Natural-language object grounding data
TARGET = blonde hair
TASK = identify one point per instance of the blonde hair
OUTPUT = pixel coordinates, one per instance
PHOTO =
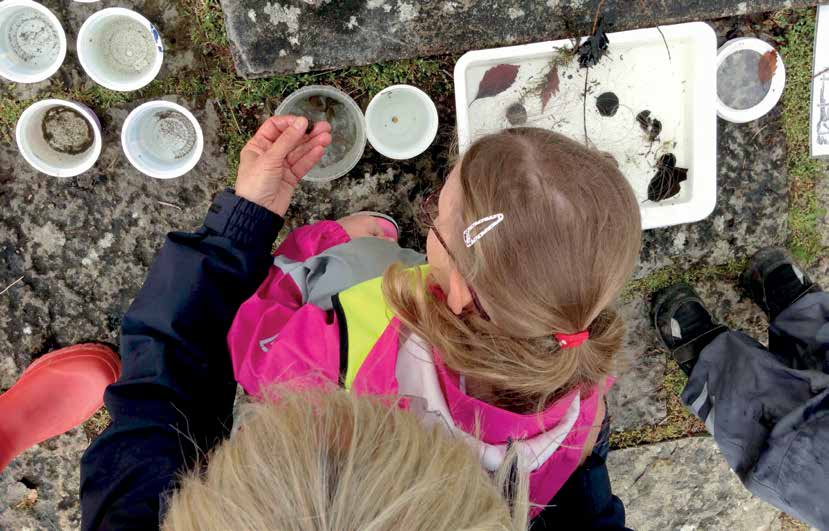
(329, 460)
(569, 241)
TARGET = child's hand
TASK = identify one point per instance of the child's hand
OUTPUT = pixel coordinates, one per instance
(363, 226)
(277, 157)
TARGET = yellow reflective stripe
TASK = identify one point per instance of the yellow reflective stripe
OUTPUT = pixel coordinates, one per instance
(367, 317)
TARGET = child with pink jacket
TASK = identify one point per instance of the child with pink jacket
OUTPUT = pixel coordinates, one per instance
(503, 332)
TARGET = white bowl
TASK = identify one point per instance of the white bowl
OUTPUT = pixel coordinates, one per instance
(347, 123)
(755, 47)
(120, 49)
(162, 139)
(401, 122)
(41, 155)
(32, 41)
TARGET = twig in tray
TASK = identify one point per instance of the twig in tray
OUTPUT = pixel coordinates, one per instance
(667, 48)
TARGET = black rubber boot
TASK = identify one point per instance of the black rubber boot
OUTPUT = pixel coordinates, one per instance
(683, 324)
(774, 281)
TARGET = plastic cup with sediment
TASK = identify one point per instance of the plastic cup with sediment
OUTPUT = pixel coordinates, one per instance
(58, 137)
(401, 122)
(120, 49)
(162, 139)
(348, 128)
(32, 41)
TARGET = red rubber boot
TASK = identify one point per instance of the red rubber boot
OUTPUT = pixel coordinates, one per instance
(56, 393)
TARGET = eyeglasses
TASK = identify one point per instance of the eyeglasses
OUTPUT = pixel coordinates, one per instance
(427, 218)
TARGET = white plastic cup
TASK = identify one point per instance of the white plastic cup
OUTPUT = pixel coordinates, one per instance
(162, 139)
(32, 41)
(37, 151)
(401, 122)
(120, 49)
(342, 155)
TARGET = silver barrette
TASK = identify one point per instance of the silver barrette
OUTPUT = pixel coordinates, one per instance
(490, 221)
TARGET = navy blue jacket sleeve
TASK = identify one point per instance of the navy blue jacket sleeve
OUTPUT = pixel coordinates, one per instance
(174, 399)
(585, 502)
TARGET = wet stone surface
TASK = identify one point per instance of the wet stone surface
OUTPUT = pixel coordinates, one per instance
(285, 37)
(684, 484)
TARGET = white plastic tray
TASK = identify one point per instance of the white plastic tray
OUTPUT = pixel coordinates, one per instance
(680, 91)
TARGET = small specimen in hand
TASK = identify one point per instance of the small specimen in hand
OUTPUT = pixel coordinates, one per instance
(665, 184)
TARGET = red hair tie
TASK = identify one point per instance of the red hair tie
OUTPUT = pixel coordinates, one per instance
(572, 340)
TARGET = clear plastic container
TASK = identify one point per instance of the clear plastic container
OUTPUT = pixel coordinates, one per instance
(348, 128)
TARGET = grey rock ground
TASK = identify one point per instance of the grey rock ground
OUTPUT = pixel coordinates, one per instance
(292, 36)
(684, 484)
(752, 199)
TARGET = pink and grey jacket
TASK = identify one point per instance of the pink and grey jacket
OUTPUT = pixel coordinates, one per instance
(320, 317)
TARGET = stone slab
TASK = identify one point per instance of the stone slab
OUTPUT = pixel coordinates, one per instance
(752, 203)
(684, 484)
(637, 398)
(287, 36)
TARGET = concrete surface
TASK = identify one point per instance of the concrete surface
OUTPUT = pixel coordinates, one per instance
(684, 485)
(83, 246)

• _WHAT IS BEING ASKED_:
Produce exactly the lines from the one containing "TARGET = white plastic tray" through the final line of the records above, both included, and no others.

• _FINAL ANSWER_:
TARGET = white plastic tray
TASK = identify one point per instance of the white plastic tray
OUTPUT = pixel coordinates, one per instance
(680, 91)
TARGET = small specimen in hand
TASK = identify one point per instance of the small specimen in hand
OUTPUT = pixel coordinates, one per instance
(665, 184)
TARGET = red hair tie
TASK = identify one point per instance of the red hair tie
OUTPUT = pixel coordinates, one per instance
(572, 340)
TARGET = clear plastic container
TASK = identify one point per instance of the clear plastic container
OUTPUT = pixel coordinates, one per instance
(348, 128)
TARGET = grey rock ground
TASK = identify one point per instance of the grey rock ground
OUTPUT = pixel coordinates, one per instance
(292, 36)
(684, 484)
(752, 199)
TARGET = pink and grey jacket
TASK = identify one point per instance of the pink and grey jacket
OUTPUT = pixel coordinates, one per instance
(320, 317)
TARGET = stone slab
TASK = identify one point per instance of the stone slab
OUTPUT = pixel coordinates, one per instance
(752, 203)
(684, 484)
(637, 398)
(287, 36)
TARGET = concrete surface
TASK = identify one point per instance of the concrete surface
OUTPUT = pixel coordinates, one per instance
(684, 485)
(83, 246)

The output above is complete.